= Passage to read =
There are around seven or eight “top” candidates for a vaccine to combat Covid-19 and work on them is being accelerated, according to World Health Organization Director-General Tedros Adhanom Ghebreyesus. He said the original thinking two months ago was that it may take 12 to 18 months for a vaccine to be developed. Last week, he said an accelerated effort is under way, helped by $8 billion pledged by leaders from 40 countries, organizations and banks for research, treatment and testing. “Since January, WHO has been working with thousands of researchers all over the world to accelerate and track vaccine development from developing animal models to clinical trial designs and everything in between,” he said.
That sounds like good news for a global economy flattened by Covid-19. The Asian Development Bank said the pandemic could inflict losses in the global economy of up to $8.8 trillion. The head of the International Labor Organization said 305 million full-time jobs will be lost around the world by June 30. ILO Director-General Guy Ryder compared this to the 22 million full-time jobs lost when the financial crisis hit in 2008 to 2009, which means the pandemic is not only killing people but also ravaging livelihoods as well. Economists said any recovery is likely to be subdued until a vaccine or effective treatments have tamed the virus.
As people all over the world hope that a vaccine will eventually be developed, British Prime Minister Boris Johnson said this might not come at all. He wrote in The Daily Mail on Sunday: “I said we would throw everything we could at finding a vaccine. There remains a very long way to go, and I must be frank that a vaccine might not come to fruition.”

= Extracted records =
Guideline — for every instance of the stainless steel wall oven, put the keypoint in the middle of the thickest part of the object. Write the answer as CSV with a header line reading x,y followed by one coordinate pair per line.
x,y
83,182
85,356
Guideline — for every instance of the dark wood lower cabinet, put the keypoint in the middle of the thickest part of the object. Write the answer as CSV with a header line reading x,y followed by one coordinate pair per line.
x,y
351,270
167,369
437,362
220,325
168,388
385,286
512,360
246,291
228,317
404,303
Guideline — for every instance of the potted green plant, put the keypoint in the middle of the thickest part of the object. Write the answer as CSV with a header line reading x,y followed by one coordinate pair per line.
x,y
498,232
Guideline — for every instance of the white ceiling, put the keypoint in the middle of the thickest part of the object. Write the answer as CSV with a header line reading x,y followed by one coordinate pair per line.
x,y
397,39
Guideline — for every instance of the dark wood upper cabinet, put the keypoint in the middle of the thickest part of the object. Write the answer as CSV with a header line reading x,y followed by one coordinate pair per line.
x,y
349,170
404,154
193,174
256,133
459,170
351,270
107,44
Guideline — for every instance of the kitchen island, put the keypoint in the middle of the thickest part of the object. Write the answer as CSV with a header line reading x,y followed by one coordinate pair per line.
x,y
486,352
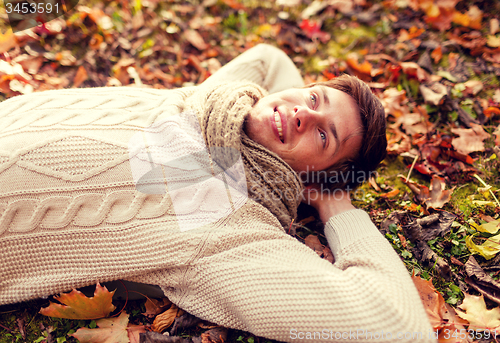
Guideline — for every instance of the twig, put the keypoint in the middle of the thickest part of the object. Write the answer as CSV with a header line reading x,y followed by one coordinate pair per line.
x,y
411,168
485,185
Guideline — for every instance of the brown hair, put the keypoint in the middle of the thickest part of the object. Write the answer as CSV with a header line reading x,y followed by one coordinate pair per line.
x,y
350,173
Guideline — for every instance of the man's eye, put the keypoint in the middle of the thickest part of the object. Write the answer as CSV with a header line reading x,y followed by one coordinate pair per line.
x,y
323,137
313,99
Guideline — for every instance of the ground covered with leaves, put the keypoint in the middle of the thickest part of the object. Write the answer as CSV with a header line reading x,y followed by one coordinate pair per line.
x,y
435,65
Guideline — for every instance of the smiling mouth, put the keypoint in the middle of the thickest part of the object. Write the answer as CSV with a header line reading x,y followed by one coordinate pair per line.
x,y
279,125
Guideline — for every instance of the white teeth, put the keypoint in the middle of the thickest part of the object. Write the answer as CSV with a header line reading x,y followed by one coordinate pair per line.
x,y
277,119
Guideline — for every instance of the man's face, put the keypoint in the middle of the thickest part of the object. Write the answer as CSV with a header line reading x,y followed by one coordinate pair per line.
x,y
309,128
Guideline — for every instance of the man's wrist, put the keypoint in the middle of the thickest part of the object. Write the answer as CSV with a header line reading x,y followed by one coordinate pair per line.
x,y
332,209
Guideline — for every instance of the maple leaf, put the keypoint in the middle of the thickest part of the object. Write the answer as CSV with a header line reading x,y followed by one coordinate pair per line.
x,y
441,315
110,330
497,136
77,306
433,197
476,313
165,319
469,140
488,249
155,307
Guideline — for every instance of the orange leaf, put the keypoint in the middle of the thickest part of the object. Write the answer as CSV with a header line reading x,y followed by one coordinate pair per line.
x,y
7,41
80,77
155,307
165,319
111,330
497,136
78,306
441,315
390,194
490,111
469,140
437,54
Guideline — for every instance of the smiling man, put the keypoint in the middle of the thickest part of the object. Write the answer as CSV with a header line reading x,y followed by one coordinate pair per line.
x,y
309,128
71,213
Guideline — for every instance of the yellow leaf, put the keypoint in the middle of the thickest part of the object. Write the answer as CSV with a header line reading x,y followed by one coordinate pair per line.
x,y
493,41
488,249
7,41
491,227
477,315
483,203
77,306
111,330
165,319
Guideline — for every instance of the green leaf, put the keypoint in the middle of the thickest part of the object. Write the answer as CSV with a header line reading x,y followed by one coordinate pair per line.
x,y
488,249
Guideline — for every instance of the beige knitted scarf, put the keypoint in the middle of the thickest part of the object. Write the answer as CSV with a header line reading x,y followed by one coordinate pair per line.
x,y
270,180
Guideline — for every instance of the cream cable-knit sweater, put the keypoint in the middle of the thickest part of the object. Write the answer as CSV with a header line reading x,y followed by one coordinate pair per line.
x,y
70,216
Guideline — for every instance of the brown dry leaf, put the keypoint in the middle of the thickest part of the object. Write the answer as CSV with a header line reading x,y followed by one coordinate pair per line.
x,y
165,319
413,69
80,77
479,317
481,281
494,26
156,306
473,86
195,39
78,306
438,195
313,242
497,136
441,315
7,41
434,94
29,63
469,140
395,102
215,335
111,330
433,197
415,123
437,54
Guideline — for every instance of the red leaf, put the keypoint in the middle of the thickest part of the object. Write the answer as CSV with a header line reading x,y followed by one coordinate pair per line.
x,y
78,306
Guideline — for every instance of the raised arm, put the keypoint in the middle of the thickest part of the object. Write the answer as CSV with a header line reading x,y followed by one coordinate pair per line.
x,y
264,65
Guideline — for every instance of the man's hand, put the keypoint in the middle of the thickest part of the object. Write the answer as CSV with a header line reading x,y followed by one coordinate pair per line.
x,y
328,203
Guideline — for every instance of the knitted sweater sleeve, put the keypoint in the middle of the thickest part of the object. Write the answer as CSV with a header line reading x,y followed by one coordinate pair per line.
x,y
280,289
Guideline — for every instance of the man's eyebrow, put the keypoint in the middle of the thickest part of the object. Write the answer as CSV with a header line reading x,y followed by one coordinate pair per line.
x,y
326,100
333,128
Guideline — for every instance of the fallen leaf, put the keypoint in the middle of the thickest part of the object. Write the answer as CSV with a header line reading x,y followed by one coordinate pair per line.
x,y
215,335
469,140
77,306
491,227
481,281
494,26
475,312
165,319
80,77
488,249
433,197
7,41
473,86
110,330
437,54
441,316
490,111
497,136
156,306
195,39
312,241
155,337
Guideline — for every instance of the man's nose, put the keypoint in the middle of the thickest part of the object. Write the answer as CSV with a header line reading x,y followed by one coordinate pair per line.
x,y
304,117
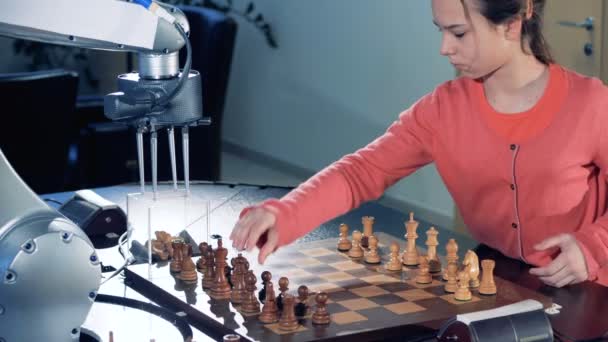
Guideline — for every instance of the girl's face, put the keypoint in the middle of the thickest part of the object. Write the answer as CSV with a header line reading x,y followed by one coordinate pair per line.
x,y
473,45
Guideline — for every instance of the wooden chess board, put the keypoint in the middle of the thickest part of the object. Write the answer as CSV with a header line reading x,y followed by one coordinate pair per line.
x,y
362,298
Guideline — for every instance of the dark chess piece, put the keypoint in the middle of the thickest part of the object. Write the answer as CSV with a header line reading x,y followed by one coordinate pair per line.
x,y
301,308
266,277
321,316
283,287
288,321
270,312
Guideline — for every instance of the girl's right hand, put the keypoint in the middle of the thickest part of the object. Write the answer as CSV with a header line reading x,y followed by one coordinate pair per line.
x,y
256,228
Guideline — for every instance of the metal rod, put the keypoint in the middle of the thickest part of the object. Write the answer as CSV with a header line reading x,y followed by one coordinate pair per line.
x,y
154,148
171,136
186,150
140,159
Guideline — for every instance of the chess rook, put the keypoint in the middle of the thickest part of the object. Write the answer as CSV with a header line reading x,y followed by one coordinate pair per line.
x,y
410,255
368,230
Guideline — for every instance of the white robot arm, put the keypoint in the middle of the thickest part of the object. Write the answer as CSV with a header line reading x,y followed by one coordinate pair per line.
x,y
49,270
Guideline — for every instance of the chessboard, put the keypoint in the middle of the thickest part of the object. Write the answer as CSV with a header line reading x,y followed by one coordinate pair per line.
x,y
364,299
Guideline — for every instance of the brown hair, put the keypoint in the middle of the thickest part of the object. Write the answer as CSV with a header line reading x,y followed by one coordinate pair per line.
x,y
531,12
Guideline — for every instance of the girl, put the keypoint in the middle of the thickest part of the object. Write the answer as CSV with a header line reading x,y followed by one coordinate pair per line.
x,y
520,142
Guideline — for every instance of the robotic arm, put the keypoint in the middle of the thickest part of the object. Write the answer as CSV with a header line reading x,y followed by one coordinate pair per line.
x,y
49,270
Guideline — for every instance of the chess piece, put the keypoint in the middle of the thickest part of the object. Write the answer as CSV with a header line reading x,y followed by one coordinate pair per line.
x,y
423,276
321,316
344,243
220,288
368,224
188,273
288,321
270,312
410,255
487,286
471,263
250,304
301,308
238,280
394,264
432,243
356,251
451,250
176,262
283,287
200,264
463,293
209,275
266,277
372,257
452,272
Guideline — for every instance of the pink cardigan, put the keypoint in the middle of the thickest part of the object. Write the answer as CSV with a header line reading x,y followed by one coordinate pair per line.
x,y
510,196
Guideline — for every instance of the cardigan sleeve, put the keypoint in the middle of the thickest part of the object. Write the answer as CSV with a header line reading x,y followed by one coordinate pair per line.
x,y
406,146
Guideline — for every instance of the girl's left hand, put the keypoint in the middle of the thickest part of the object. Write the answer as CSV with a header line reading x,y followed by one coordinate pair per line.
x,y
568,268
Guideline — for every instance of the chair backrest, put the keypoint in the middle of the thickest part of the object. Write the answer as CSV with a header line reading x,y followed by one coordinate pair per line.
x,y
37,118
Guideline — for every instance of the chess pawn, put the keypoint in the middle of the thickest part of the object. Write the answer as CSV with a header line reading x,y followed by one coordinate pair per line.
x,y
372,257
487,286
423,276
471,263
176,262
288,321
321,316
266,277
209,275
283,287
250,304
188,273
270,311
301,308
200,264
452,272
344,243
463,293
451,255
356,251
432,243
220,288
368,224
410,255
394,264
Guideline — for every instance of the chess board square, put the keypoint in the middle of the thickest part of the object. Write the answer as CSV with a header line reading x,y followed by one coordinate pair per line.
x,y
358,304
414,295
379,279
386,299
434,283
363,272
347,265
320,269
325,287
450,299
368,291
351,283
295,273
347,317
336,276
342,295
395,287
333,258
404,308
275,328
304,262
316,252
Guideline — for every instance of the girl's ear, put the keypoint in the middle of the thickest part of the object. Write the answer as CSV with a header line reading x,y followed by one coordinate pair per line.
x,y
513,29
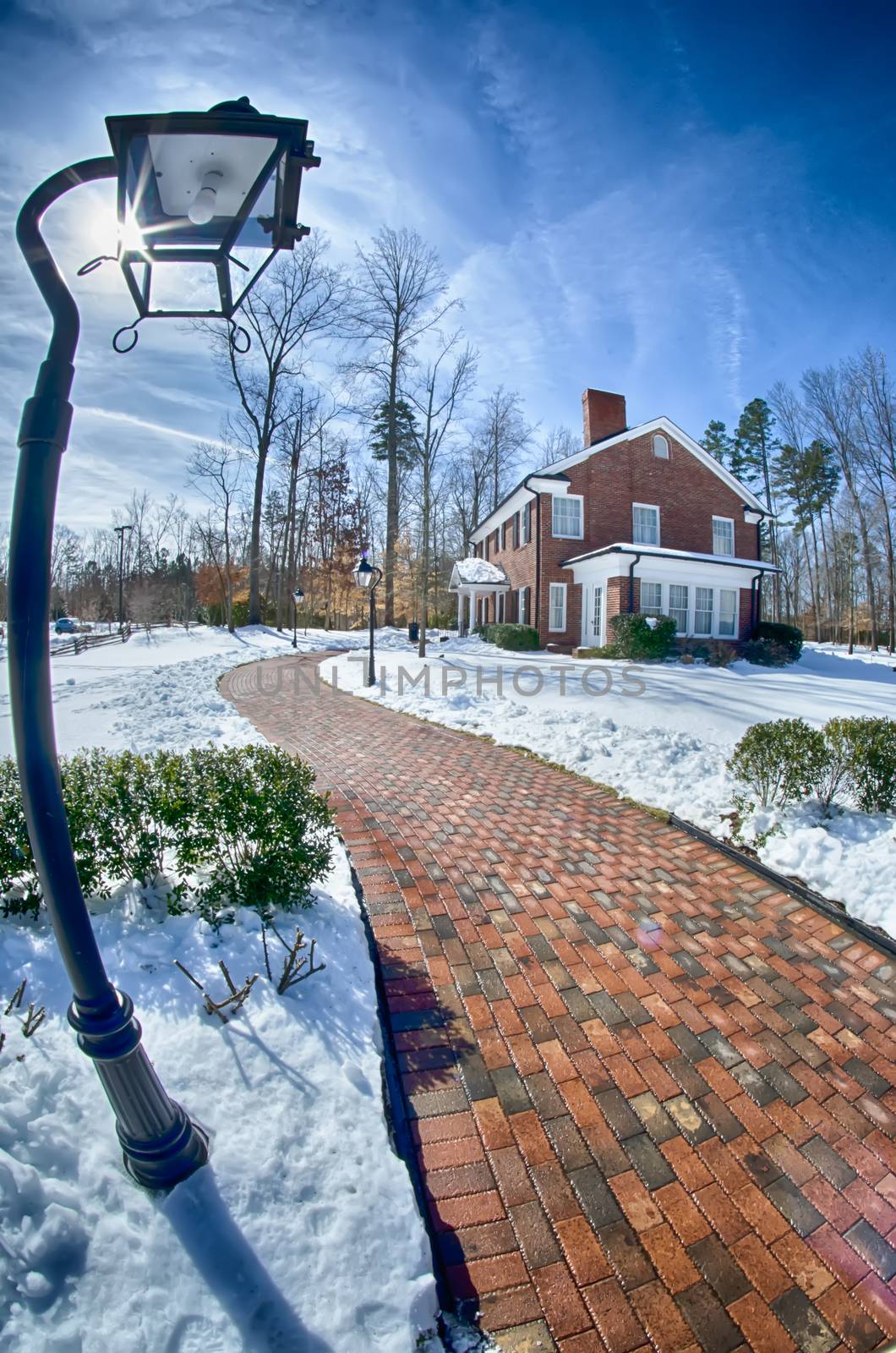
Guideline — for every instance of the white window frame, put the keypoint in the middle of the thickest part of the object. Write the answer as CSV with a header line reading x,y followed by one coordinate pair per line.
x,y
567,498
735,593
702,611
723,554
658,609
670,609
653,507
553,628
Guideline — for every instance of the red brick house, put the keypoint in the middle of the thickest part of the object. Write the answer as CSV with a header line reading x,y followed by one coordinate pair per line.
x,y
642,518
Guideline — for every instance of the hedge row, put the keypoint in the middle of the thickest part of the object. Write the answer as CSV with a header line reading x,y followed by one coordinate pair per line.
x,y
849,759
216,827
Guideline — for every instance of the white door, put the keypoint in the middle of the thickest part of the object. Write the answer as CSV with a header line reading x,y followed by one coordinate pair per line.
x,y
593,616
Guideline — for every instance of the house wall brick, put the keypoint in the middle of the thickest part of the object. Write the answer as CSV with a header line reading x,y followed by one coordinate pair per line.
x,y
609,482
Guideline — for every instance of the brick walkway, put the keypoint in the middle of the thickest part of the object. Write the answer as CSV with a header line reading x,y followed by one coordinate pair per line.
x,y
653,1099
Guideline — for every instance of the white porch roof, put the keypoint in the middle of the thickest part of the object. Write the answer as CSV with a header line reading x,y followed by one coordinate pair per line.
x,y
477,575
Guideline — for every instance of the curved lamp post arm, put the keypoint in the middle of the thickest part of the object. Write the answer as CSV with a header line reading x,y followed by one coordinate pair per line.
x,y
160,1143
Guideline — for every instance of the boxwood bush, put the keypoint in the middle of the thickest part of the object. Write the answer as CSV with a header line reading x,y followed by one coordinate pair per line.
x,y
216,827
849,761
515,638
641,638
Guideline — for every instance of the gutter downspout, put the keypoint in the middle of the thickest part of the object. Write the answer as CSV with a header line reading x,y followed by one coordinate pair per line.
x,y
631,583
754,612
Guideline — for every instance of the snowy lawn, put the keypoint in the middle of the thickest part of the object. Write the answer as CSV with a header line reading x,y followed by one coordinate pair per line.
x,y
302,1235
666,744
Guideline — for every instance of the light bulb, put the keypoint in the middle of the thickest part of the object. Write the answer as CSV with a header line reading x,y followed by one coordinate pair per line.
x,y
202,209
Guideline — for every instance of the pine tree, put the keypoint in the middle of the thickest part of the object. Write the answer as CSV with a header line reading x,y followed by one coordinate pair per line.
x,y
718,441
405,433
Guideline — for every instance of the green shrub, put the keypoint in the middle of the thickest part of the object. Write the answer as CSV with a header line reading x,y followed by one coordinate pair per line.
x,y
248,823
787,635
779,762
513,638
245,820
641,638
767,653
864,751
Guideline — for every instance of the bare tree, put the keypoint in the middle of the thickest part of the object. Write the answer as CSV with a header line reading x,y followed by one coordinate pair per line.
x,y
398,295
298,299
436,401
502,435
833,410
216,471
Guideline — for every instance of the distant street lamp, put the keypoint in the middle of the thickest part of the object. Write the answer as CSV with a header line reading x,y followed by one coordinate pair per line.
x,y
367,575
119,532
196,189
298,597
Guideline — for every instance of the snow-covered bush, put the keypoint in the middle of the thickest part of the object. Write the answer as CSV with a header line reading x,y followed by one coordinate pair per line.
x,y
248,823
515,638
787,635
864,750
767,653
641,638
779,762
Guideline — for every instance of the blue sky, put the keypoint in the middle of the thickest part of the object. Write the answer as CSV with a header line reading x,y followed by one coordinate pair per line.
x,y
679,200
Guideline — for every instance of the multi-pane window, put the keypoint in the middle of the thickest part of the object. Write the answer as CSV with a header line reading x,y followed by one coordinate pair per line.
x,y
556,619
702,611
722,536
644,524
679,605
727,612
651,599
566,518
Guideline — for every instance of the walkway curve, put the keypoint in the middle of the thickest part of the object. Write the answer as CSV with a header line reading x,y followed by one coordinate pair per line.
x,y
651,1098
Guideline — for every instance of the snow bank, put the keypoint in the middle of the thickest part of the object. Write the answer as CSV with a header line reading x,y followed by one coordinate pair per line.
x,y
668,744
302,1235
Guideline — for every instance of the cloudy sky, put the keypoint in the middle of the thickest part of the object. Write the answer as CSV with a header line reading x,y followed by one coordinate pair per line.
x,y
677,200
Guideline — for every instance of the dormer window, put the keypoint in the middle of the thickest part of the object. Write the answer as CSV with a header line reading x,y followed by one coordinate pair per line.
x,y
723,536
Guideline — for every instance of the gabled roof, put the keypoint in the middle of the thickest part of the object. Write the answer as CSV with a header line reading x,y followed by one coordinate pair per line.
x,y
664,424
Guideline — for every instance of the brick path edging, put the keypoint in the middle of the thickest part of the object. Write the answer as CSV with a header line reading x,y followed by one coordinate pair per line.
x,y
641,1104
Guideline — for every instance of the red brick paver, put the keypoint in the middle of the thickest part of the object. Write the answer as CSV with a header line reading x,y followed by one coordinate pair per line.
x,y
653,1098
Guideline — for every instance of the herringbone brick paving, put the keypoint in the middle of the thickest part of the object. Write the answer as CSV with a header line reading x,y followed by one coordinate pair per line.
x,y
653,1099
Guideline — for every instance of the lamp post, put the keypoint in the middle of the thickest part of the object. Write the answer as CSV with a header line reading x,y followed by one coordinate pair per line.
x,y
367,575
298,597
193,189
119,532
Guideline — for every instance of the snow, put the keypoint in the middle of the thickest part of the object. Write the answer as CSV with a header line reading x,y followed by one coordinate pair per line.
x,y
478,572
302,1233
662,735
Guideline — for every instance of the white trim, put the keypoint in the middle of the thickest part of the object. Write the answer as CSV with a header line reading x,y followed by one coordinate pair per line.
x,y
650,507
562,534
666,425
719,552
556,629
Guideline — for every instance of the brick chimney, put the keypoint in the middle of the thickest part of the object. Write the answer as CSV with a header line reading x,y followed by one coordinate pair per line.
x,y
603,414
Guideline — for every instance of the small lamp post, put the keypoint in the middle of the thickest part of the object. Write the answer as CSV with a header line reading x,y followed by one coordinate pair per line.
x,y
367,575
196,189
119,532
298,597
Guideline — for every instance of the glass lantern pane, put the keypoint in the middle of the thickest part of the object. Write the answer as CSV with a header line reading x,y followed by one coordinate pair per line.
x,y
168,171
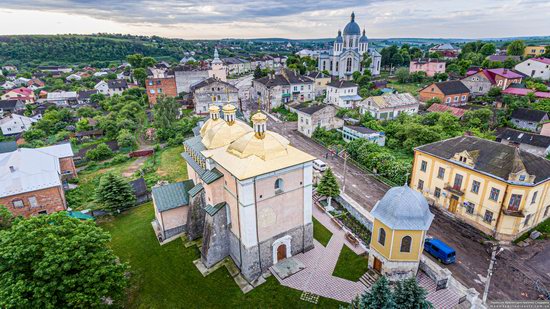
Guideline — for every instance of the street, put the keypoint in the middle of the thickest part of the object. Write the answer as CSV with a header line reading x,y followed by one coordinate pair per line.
x,y
513,278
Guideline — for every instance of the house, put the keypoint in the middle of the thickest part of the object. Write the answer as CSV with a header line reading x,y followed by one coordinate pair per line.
x,y
111,87
24,94
156,87
528,119
32,179
446,50
350,133
535,67
284,87
318,116
62,98
320,82
389,106
442,108
429,66
212,91
499,189
140,190
453,93
342,94
534,51
533,143
249,197
11,107
84,96
14,124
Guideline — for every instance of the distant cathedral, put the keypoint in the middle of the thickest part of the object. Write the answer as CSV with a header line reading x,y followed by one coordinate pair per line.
x,y
347,53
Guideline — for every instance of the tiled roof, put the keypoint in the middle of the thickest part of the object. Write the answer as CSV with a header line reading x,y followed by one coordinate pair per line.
x,y
212,210
172,196
493,158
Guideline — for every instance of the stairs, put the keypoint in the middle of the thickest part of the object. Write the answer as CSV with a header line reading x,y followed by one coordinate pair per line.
x,y
369,278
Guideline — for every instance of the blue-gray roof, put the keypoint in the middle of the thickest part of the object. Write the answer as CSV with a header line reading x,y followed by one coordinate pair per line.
x,y
212,210
403,208
172,196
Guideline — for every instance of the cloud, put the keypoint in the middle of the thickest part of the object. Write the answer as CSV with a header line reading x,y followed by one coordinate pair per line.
x,y
294,19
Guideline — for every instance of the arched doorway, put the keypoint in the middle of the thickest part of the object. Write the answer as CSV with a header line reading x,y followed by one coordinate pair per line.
x,y
281,252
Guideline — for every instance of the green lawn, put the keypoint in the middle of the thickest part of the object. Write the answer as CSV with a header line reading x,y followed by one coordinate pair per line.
x,y
350,265
321,233
165,277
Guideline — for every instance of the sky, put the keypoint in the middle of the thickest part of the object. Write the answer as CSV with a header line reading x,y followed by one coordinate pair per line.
x,y
293,19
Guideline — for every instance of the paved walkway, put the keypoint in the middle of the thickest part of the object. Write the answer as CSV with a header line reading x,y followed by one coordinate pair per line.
x,y
320,262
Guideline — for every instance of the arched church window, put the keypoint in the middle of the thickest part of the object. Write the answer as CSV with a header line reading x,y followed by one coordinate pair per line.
x,y
406,244
382,237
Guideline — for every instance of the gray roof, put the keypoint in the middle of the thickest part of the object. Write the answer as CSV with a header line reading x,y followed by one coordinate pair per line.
x,y
403,208
172,196
492,158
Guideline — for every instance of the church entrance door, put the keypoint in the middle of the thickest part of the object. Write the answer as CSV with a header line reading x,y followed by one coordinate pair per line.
x,y
281,252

= Brief 1 =
Decide whether each statement agrees with the article on Covid-19 vaccines, answering yes or no and quoting the deciding words of the article: (a) The $8 billion was pledged by leaders from 40 countries, organizations and banks. (b) The Asian Development Bank said 305 million full-time jobs will be lost by June 30. (c) Boris Johnson wrote that a vaccine might not come to fruition.
= Brief 2 =
Write out the stretch of the article on Covid-19 vaccines from "That sounds like" through "tamed the virus.".

= Final answer 1 =
(a) Yes: "helped by $8 billion pledged by leaders from 40 countries, organizations and banks for research, treatment and testing"
(b) No: "The head of the International Labor Organization said 305 million full-time jobs will be lost around the world by June 30."
(c) Yes: "I must be frank that a vaccine might not come to fruition."

= Final answer 2 =
That sounds like good news for a global economy flattened by Covid-19. The Asian Development Bank said the pandemic could inflict losses in the global economy of up to $8.8 trillion. The head of the International Labor Organization said 305 million full-time jobs will be lost around the world by June 30. ILO Director-General Guy Ryder compared this to the 22 million full-time jobs lost when the financial crisis hit in 2008 to 2009, which means the pandemic is not only killing people but also ravaging livelihoods as well. Economists said any recovery is likely to be subdued until a vaccine or effective treatments have tamed the virus.